WHAT TO DO - Rewrite the data below, changing each instance of "be located" to "be found" and keeping all else identical.

SUPPLIED MATERIAL -
Start

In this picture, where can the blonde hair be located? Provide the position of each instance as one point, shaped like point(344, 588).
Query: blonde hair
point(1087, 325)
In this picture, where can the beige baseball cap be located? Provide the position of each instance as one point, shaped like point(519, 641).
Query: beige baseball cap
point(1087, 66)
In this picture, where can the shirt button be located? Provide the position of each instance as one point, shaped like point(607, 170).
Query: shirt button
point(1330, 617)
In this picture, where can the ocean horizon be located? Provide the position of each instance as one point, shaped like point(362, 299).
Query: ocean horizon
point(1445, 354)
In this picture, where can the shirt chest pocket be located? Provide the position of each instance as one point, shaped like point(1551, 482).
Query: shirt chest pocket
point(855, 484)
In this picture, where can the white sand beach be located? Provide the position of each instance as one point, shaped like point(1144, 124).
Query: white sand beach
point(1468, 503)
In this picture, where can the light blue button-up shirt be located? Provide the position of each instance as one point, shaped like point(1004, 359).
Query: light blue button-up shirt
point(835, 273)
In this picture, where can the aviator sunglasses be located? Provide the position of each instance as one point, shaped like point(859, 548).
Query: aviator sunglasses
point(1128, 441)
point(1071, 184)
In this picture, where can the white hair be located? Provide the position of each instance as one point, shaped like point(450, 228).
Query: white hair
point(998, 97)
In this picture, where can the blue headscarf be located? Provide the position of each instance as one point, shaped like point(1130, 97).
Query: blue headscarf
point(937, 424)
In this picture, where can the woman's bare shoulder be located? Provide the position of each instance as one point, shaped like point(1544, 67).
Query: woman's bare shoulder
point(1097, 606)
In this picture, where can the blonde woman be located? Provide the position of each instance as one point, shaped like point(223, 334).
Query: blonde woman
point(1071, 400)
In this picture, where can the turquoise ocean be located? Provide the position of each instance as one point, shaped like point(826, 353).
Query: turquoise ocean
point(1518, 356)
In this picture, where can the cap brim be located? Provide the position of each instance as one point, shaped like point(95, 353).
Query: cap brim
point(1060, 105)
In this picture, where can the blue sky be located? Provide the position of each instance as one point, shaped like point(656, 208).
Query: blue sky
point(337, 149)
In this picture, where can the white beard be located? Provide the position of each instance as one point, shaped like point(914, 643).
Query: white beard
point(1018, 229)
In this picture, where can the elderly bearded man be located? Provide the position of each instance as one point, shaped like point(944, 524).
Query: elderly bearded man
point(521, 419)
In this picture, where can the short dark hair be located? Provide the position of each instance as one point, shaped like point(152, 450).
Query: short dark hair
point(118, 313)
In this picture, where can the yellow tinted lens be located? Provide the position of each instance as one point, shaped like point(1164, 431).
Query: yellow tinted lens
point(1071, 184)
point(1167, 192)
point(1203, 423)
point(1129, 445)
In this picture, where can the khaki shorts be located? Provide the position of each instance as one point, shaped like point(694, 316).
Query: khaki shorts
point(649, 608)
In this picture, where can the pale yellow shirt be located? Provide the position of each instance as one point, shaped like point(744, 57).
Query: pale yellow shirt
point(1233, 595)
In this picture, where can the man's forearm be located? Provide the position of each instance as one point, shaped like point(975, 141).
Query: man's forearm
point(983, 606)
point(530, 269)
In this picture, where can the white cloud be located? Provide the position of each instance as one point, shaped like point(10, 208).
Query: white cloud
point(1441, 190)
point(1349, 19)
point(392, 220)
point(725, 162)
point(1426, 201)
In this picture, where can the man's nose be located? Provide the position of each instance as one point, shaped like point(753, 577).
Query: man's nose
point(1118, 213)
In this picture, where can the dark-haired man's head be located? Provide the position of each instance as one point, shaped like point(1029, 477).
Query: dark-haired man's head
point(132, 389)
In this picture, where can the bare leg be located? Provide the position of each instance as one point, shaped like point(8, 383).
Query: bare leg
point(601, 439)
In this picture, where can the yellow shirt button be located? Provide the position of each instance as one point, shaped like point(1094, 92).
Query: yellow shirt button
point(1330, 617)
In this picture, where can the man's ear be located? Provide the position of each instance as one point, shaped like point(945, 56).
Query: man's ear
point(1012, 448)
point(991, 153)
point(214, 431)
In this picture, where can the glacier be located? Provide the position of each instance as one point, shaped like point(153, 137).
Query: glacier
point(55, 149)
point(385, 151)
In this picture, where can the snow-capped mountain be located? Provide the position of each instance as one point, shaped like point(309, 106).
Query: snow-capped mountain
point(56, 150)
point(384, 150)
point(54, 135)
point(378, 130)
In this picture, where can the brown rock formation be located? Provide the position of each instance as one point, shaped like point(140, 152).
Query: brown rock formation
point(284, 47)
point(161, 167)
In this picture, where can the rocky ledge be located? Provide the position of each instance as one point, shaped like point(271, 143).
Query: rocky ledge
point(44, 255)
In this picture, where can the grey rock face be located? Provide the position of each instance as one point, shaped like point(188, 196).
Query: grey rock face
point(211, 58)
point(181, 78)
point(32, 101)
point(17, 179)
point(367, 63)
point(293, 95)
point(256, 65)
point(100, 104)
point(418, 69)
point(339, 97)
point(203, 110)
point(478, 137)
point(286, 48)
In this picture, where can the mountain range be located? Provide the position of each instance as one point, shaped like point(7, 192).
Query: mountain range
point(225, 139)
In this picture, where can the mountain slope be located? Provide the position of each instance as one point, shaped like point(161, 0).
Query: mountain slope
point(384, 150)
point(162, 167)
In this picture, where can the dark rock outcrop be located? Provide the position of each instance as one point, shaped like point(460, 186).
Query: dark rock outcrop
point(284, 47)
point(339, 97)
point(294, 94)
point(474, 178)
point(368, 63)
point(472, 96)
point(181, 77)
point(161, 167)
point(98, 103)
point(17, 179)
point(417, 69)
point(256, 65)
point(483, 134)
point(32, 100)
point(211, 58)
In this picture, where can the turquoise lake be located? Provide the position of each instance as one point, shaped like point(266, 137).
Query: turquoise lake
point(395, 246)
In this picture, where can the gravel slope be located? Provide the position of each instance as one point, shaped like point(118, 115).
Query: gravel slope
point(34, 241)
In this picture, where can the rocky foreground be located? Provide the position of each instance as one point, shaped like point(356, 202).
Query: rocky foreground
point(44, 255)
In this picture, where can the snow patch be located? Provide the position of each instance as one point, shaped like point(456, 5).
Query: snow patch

End

FULL SOLUTION -
In this picture, where can the blonde hair be found? Provide the position of each instance as one point, shaped like point(344, 588).
Query: blonde hair
point(1087, 325)
In this picture, where can the beige baseball cap be found? Provide the position of each instance as one point, shaped like point(519, 641).
Query: beige baseball cap
point(1087, 66)
In this picture, where can the shirt button be found? Provide the position of each instance as one point, shaped like point(607, 170).
Query: shirt button
point(1330, 617)
In this picture, where can the ocean horizon be found? Provide the position of each instance as one point, shaped like point(362, 299).
Query: ocean horizon
point(1445, 354)
In this picture, where can the shirt chest pocket be found? Provide the position of each instance as one point, shaped like point(1551, 482).
Query: shirt chest pocket
point(855, 484)
In this picture, where can the white sand beach be found? Provide the position of each instance as one point, shaped like point(1144, 124).
Query: white sand beach
point(1468, 503)
In this picture, where can the light blue button-up shirt be found? Provide the position of each instance as one point, shaped like point(1004, 359).
Query: light blue button-up shirt
point(835, 273)
In this picture, where can the aviator sunglasses be found? Provide the position of each instance as one point, shaped like point(859, 548).
Query: aviator sunglasses
point(1128, 441)
point(1071, 184)
In this picture, where can the white hair be found? Provide the position of each instance as one point, shaped like point(450, 228).
Query: white hair
point(998, 97)
In this picture, where can the blue headscarf be found? Provide the position of each instance as one point, shaped like point(1130, 97).
Query: blue headscarf
point(937, 424)
In this picture, where can the woman's bare shoulder be found? Provide the position of each instance as one point, shaped like point(1544, 67).
Query: woman's bare shoulder
point(1097, 606)
In this picture, where can the blonde woman be found? Provide the position of each instance as one point, shaped like point(223, 334).
Query: blonde woman
point(1071, 400)
In this picture, where can the turquoise ocean be found? Provide the position of each instance as one point, shaped like point(826, 353).
Query: turquoise ocean
point(1518, 356)
In this picture, where can the cap brim be found? Provide the position of each instance as one point, shaped like point(95, 353).
Query: cap brim
point(1060, 105)
In this picture, where can the blue sky be found? Provide the position of each instance as one point, shaped like point(656, 208).
Query: blue sky
point(337, 149)
In this picture, where can the white beard be found? Provide the position of each instance as one point, shaped like point(914, 643).
Query: white beard
point(1018, 229)
In this picture, where can the elderly bearded man be found? Provide the position of each instance as one point, shaped like point(944, 524).
Query: elderly bearded man
point(521, 419)
In this picture, where can the short dark hair be found? Provide the position of each instance as one point, shaped like point(152, 450).
Query: short dark hair
point(118, 313)
In this picture, where can the yellow tinted lens be found? Provide the position of each instance as one point, shaped like point(1164, 431).
Query: yellow tinted lens
point(1071, 184)
point(1167, 192)
point(1203, 423)
point(1129, 445)
In this picture, where can the khaki shorts be found? Provide the position of each instance as one point, shaped like point(694, 316).
Query: khaki shorts
point(649, 608)
In this picture, where can the pale yellow shirt be found? Provide the position of each instance as one point, shaped like point(744, 57).
Query: pale yellow shirt
point(1233, 595)
In this picture, where can the man's forearm be found? Provide the position of each instance as one point, shaped like point(975, 141).
Query: man's forearm
point(983, 606)
point(530, 269)
In this picture, where can the white cloud be found? Provide the position of each instance as one point, shaped like point(10, 208).
Query: white cloud
point(1441, 190)
point(1349, 19)
point(392, 220)
point(725, 162)
point(1426, 201)
In this picture, where can the man's nose be found? Provide the position of each instance as one point, shaped like point(753, 577).
Query: man's nose
point(1118, 213)
In this picture, where can the dark-haired man's head be found? Provide the position of each instance as one point, shaped like point(1029, 477).
Query: dark-haired man's head
point(132, 389)
In this picture, where can the bare leg be found? Provide the position of each instance as one point, shaped like point(8, 383).
Query: bare leg
point(601, 439)
In this picture, where can the yellow shirt button be found? Provide the position of each instance as one point, shaped like point(1094, 92).
Query: yellow shirt button
point(1330, 617)
In this picture, where can the man's ear be found? Provide the position of each instance as one point, shaped like point(945, 56).
Query: man's ear
point(1012, 448)
point(991, 153)
point(214, 431)
In this picture, where can the glacier be found? Provide the position of each instance as one point, shaped like point(153, 137).
Query: glacier
point(55, 149)
point(385, 151)
In this picture, where can the snow-capped mountain be found? Provide the position of each instance as one point, shaped like point(309, 106).
Query: snow-capped mountain
point(56, 150)
point(384, 150)
point(54, 135)
point(378, 130)
In this picture, where can the brown rock formation be found? Provide the position of each instance as one point, shaped like point(140, 152).
Query: brown rock formation
point(284, 47)
point(161, 167)
In this picture, where can the rocky ledge be found? Provide the position of each instance as one point, shaped like point(271, 143).
Query: rocky ledge
point(44, 255)
In this picture, where can the grey rock face be found? Provide the position of each instance as one point, shaped like point(188, 196).
Query: grey rock face
point(211, 58)
point(181, 78)
point(32, 101)
point(17, 179)
point(367, 63)
point(293, 95)
point(256, 65)
point(100, 104)
point(418, 69)
point(339, 97)
point(203, 110)
point(478, 137)
point(286, 48)
In this picture, where can the mountain range be found? Provide the position of each instance as one point, shaped like point(7, 192).
Query: mountain range
point(225, 139)
In this picture, where can the mountain slope be found? Provide the position of each instance as one point, shaped like point(161, 0).
Query: mountain slope
point(384, 150)
point(162, 167)
In this picture, where can the dark rock outcrop be found? Provide the position of each instance as one point, shaped like point(460, 186).
Query: dark rock outcrop
point(284, 47)
point(339, 97)
point(294, 94)
point(474, 178)
point(368, 63)
point(472, 96)
point(181, 77)
point(161, 167)
point(98, 103)
point(17, 179)
point(417, 69)
point(256, 65)
point(483, 134)
point(32, 100)
point(211, 58)
In this picture, where can the turquoise lake be found? Provide the position of each instance as one point, shaped like point(266, 137).
Query: turquoise lake
point(395, 246)
In this picture, where can the gravel slope be found? Provide the position of each instance as one point, shaped like point(118, 115).
Query: gravel slope
point(34, 241)
In this picture, where can the rocky foreground be found? Provide the position of each instance as one point, shaped like point(356, 202).
Query: rocky foreground
point(44, 255)
In this picture, where can the snow patch be found? Provide the position of each instance as one point, shaped like point(456, 5).
Query: snow patch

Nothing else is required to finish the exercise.